Given passage.

──────

Analysis Of Down To Earth Magazine: ”Russia-Ukraine Conflict and Climate Change’

Relevance

”GS 3: Disaster Management, Environmental Pollution & Degradation, Environmental Impact Assessment (EIA)”

Context

  • Recently, more than 1,000 people and organizations from 75 countries issued an open letter through the Environmental Peacebuilding Association to express their solidarity with Ukraine as it faces attacks from Russia — and their concern over the environmental and humanitarian toll of the war.
  • Recently, the United Nations Intergovernmental Panel on Climate Change released a report saying that climate breakdown is occurring faster than previously thought and parts of the world will become unlivable in the next few decades if action isn’t taken now.

Key Concerns

  • Russia’s invasion of Ukraine is causing air, ground, and water pollution that will be long-lasting.
  • In addition, risks for contamination and health problems arise when nuclear sites are disturbed.
  • The current crisis could also affect future climate policy by diverting resources and attention.
  • In the short term, environmental emergencies could result from damage or disruption to energy or industrial facilities.
  • But in the long term, the region could see weakened environmental governance, and the conflict’s environmental issues could go unaddressed as the government faces multiple problems.
  • “Transboundary disputes” over control of resources like water or risk management of hazardous facilities could happen if Russia permanently occupies more areas of Ukraine.

Research Work Halted in the Russian Arctic

  • One of the most significant impacts of the Russia-Ukraine Crisis for the future of global warming is unfolding thousands of miles away in the Arctic, where vital research on carbon emissions just came to a screeching halt.

──────

List of tasks.
1/ Translate this sentence from the passage on the Russia-Ukraine conflict and climate change into Spanish: "The current crisis could also affect future climate policy by diverting resources and attention."
2/ Copy the stretch of the passage on the Russia-Ukraine conflict and climate change from "Key Concerns" through "sites are disturbed.", substituting "persistent" for "long-lasting".

──────

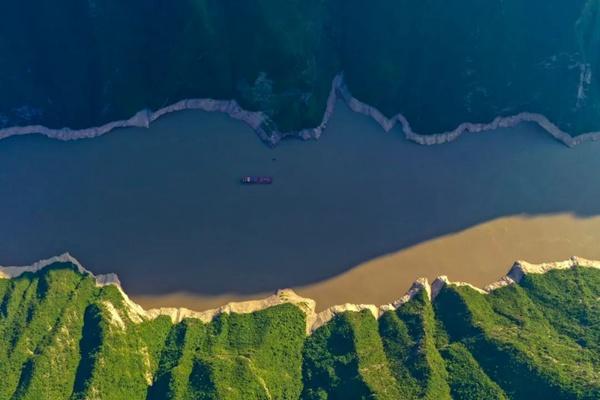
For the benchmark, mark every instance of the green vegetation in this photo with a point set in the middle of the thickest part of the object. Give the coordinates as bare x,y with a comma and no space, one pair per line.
82,64
63,337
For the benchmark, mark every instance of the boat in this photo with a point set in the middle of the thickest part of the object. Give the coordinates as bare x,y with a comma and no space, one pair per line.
256,180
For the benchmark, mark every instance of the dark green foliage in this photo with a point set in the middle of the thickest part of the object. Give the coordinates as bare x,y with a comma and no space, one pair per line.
466,379
63,337
409,339
331,364
80,63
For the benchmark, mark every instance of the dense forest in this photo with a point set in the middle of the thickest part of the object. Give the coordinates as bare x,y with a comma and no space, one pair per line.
83,63
65,337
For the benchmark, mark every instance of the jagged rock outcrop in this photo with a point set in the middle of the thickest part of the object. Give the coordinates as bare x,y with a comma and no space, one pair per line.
259,122
314,320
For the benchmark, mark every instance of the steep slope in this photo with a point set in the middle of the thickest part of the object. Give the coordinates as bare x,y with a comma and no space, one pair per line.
66,334
83,64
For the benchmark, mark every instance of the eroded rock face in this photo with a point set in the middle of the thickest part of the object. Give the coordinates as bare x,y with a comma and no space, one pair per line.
259,122
314,320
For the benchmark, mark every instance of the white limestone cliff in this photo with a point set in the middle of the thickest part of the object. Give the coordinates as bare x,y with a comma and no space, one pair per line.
314,320
259,122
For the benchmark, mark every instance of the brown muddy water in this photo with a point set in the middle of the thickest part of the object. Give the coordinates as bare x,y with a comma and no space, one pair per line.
356,216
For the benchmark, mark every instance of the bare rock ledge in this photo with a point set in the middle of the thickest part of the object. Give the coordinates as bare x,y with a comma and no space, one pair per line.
313,319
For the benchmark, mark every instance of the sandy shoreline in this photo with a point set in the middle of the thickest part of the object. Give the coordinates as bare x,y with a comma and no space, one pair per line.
259,122
479,255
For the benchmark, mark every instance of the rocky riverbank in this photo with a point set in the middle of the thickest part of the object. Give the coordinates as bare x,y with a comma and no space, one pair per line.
314,320
261,124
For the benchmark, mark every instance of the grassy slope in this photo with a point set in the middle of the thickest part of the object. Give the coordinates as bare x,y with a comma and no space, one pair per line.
62,337
85,63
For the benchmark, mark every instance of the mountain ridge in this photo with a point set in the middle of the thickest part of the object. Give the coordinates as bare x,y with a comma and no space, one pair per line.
314,320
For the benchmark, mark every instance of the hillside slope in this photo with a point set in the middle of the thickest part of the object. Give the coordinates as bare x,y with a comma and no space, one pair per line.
65,334
83,64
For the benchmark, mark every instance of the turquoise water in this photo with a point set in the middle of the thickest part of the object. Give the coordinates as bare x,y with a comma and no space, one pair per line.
164,209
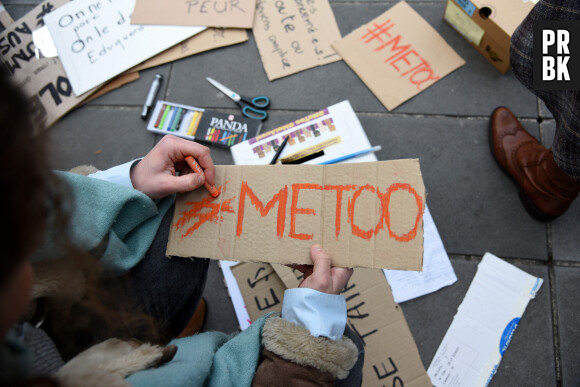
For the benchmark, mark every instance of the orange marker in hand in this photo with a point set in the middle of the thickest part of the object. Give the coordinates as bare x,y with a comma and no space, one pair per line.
213,191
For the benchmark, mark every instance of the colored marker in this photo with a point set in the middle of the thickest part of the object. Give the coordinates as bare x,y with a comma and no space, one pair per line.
165,114
175,112
177,119
213,191
185,121
352,155
280,148
151,96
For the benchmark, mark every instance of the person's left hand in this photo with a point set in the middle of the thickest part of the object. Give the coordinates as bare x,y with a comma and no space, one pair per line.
156,174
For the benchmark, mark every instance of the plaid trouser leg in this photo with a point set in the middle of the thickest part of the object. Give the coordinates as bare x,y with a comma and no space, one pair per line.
564,104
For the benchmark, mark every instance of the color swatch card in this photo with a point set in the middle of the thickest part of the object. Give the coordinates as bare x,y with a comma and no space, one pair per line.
95,40
211,13
220,129
329,133
226,130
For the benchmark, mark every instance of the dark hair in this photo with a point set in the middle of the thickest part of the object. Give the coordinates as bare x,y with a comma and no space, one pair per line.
24,181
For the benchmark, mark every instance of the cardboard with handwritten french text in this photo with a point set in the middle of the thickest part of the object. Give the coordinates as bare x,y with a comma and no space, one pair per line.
398,55
210,13
294,35
391,355
363,214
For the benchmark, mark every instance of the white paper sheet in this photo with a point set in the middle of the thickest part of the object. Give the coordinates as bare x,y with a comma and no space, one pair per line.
437,270
95,40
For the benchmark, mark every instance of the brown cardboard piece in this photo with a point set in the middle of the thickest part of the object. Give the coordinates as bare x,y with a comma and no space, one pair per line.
206,40
363,214
488,25
211,13
398,55
43,80
5,18
293,36
391,355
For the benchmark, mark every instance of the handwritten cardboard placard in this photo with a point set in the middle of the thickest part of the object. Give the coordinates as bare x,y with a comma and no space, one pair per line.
363,214
391,355
210,13
398,55
294,35
95,40
43,80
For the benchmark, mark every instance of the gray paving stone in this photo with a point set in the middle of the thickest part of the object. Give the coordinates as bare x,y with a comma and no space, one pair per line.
567,290
239,68
474,204
529,359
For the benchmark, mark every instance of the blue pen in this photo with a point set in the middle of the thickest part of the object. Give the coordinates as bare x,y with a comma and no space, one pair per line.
352,155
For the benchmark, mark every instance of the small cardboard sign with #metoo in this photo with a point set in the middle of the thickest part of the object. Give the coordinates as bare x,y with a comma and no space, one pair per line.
363,214
398,55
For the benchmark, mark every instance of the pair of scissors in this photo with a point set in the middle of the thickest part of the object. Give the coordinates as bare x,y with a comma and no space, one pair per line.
251,107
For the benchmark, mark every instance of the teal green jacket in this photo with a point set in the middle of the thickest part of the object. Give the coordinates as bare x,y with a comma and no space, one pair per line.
128,220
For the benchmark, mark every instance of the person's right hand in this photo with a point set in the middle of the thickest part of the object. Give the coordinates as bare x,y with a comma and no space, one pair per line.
322,276
156,174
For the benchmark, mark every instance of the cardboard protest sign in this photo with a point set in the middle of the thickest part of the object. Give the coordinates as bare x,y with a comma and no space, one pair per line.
391,355
262,289
210,13
363,214
293,36
96,42
398,55
43,80
204,41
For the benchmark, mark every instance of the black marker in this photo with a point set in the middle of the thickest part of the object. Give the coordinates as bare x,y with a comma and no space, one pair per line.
151,96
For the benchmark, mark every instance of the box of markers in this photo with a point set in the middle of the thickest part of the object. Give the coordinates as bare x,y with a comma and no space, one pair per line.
215,128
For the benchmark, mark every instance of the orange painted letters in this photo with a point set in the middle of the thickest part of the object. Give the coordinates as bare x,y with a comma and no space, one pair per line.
215,210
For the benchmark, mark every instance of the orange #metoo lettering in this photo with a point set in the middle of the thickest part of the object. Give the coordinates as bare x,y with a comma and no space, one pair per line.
401,57
207,210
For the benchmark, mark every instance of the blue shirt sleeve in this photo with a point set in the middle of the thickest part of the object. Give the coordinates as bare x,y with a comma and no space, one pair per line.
119,174
321,313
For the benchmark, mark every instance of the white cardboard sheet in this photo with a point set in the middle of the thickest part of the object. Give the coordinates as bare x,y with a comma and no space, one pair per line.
437,270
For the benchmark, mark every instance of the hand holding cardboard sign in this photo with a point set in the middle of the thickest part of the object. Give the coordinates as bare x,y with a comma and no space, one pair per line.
156,174
322,276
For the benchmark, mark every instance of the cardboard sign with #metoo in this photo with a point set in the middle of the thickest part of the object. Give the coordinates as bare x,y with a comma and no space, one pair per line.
363,214
398,55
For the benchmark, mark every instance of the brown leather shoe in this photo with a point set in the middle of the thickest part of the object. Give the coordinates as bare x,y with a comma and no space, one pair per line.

──────

Task-by-task solutions.
1/ La crisis actual también podría afectar la política climática futura al desviar recursos y atención.

2/
Key Concerns

  • Russia’s invasion of Ukraine is causing air, ground, and water pollution that will be persistent.
  • In addition, risks for contamination and health problems arise when nuclear sites are disturbed.